(MATERIAL SUPPLIED Opens)

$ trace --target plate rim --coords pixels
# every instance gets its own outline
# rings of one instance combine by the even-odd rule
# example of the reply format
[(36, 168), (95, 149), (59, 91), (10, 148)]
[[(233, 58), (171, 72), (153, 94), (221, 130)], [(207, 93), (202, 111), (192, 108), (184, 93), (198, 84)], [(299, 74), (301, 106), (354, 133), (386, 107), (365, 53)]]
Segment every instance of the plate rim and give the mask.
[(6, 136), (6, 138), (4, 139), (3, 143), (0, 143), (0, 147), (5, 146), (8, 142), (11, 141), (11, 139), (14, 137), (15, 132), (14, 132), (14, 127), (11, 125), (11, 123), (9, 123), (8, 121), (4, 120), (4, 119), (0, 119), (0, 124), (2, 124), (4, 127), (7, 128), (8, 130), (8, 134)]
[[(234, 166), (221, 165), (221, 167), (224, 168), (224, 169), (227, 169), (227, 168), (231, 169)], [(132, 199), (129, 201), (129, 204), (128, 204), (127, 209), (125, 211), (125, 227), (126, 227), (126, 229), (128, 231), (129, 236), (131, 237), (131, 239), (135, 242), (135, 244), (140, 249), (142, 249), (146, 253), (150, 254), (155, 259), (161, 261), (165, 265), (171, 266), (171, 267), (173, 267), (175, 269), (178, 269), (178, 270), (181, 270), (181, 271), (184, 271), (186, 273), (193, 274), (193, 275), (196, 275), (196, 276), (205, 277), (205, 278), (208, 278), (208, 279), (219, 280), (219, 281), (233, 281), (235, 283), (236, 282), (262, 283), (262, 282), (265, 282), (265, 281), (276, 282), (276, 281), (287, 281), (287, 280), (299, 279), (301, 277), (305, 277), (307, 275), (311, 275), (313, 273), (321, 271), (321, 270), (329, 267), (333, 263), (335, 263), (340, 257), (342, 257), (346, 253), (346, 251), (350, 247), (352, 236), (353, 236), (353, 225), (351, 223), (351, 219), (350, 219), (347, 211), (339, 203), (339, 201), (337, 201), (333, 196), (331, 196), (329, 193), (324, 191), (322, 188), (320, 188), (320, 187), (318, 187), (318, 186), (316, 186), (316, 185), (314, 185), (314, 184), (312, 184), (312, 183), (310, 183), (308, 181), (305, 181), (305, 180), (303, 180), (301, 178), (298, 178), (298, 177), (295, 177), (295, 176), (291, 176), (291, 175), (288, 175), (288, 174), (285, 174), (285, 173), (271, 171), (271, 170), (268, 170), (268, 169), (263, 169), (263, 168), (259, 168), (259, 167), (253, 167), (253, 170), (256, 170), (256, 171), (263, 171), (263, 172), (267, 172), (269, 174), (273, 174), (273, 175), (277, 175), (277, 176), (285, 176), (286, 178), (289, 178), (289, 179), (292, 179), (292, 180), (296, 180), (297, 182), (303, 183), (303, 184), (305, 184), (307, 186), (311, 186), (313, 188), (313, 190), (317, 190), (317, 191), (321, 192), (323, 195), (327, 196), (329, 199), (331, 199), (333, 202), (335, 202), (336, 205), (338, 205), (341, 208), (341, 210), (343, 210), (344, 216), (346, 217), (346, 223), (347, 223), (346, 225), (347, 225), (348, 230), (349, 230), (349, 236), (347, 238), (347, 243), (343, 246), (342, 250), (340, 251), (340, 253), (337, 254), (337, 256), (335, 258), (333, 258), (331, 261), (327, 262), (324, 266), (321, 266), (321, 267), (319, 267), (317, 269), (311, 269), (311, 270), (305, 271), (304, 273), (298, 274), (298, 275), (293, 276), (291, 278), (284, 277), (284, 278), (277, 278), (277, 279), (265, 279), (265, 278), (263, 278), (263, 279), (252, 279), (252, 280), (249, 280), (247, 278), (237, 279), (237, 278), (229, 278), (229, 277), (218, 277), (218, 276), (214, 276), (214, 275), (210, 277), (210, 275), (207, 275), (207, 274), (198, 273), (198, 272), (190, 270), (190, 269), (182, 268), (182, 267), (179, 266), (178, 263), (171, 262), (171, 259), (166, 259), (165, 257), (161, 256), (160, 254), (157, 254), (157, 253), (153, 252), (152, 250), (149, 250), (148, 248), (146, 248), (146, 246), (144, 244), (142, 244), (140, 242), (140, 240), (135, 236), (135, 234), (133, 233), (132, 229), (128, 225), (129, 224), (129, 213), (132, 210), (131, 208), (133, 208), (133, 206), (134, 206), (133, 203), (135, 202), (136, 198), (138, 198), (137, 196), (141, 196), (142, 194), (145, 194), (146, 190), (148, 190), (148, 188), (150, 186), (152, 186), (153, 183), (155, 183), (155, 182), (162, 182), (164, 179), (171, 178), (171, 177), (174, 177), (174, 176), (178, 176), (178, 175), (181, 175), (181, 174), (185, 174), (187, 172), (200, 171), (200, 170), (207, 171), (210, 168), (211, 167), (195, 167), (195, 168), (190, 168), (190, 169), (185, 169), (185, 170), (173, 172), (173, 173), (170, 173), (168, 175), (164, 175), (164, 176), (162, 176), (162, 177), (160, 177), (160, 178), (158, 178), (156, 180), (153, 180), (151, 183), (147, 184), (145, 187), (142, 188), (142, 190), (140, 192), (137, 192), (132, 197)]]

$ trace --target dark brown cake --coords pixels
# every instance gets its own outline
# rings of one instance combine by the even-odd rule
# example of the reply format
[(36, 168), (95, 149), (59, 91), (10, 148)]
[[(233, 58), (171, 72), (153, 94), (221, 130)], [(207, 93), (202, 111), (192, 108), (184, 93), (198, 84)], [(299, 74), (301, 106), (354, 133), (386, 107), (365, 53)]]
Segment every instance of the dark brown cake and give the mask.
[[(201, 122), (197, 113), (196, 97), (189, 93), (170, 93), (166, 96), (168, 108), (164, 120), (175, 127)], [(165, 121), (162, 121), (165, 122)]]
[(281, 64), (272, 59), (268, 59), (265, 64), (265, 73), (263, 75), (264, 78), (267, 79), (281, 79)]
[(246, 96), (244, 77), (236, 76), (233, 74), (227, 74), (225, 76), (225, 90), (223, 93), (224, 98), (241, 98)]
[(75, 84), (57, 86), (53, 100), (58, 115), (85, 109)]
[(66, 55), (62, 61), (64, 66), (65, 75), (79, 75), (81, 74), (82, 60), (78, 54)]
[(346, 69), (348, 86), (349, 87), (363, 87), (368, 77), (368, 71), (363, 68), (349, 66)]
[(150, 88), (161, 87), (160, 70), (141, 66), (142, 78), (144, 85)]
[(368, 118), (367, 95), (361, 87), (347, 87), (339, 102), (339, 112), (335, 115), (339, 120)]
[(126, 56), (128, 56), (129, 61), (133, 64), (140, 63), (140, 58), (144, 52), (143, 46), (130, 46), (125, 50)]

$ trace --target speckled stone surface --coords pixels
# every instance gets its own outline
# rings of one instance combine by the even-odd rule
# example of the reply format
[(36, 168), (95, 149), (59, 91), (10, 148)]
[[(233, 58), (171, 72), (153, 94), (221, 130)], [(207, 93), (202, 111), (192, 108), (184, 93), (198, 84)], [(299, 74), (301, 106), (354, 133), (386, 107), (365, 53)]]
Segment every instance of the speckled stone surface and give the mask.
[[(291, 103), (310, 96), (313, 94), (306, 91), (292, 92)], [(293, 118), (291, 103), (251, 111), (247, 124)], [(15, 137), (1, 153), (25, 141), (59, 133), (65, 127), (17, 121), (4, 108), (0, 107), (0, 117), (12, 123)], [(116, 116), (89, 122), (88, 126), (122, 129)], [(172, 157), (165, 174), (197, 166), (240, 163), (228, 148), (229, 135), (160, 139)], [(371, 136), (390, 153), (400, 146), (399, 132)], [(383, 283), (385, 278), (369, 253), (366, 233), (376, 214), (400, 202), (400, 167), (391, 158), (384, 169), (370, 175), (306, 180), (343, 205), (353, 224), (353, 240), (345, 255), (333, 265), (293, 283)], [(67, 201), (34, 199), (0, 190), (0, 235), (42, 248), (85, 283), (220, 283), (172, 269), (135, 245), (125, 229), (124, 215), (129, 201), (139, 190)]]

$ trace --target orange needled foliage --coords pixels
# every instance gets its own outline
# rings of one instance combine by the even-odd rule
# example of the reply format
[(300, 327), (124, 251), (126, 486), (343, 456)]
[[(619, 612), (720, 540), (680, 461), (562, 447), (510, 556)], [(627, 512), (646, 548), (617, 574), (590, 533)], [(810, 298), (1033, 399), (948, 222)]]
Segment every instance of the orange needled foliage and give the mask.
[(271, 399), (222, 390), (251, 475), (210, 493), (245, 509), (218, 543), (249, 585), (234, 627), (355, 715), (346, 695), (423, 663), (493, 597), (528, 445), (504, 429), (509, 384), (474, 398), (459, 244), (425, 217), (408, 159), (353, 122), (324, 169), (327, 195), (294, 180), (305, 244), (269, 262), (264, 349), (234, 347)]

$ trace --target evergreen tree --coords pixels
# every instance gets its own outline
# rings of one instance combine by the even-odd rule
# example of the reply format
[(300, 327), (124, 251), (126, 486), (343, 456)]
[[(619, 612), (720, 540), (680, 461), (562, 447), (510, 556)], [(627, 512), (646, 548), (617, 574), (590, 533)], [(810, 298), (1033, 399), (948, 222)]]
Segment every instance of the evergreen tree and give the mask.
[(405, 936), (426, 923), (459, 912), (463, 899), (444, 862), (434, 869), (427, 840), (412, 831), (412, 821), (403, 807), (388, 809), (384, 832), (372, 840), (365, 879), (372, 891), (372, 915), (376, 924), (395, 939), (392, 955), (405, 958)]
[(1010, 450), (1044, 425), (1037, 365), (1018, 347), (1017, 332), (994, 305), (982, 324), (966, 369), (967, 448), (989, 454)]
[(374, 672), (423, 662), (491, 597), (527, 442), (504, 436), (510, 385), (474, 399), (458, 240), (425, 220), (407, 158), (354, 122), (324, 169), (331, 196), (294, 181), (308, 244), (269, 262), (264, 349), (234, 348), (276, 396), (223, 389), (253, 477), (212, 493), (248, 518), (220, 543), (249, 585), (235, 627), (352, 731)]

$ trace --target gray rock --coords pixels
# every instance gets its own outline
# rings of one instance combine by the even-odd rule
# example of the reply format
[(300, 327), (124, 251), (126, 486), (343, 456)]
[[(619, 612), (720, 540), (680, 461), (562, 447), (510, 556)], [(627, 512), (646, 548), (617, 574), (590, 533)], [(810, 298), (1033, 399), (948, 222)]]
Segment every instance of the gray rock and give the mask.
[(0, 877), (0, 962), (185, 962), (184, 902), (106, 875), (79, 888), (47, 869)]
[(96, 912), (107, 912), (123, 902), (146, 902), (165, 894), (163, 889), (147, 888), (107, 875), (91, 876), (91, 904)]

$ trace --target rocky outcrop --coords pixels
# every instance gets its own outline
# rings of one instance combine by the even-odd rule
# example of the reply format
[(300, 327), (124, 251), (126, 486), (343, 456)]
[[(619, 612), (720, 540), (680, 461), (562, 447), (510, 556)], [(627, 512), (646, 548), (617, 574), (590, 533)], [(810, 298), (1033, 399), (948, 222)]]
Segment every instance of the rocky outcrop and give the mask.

(MATERIAL SUPPLIED Closes)

EXERCISE DIRECTIONS →
Return, exactly and without additions, the lines that run from the one containing "outcrop --coords pixels" to the end of the material above.

SOLUTION FOR THIS PROBLEM →
$ trace --target rocky outcrop --coords pixels
# every instance gets its own outline
# rings of one instance combine by the even-odd rule
# example of the reply format
[(300, 327), (124, 251), (126, 486), (343, 456)]
[[(619, 612), (720, 540), (680, 461), (562, 447), (510, 556)], [(627, 512), (646, 548), (617, 574), (590, 533)], [(810, 298), (1033, 399), (948, 222)]]
Segment every instance of the rocky outcrop and give the mask.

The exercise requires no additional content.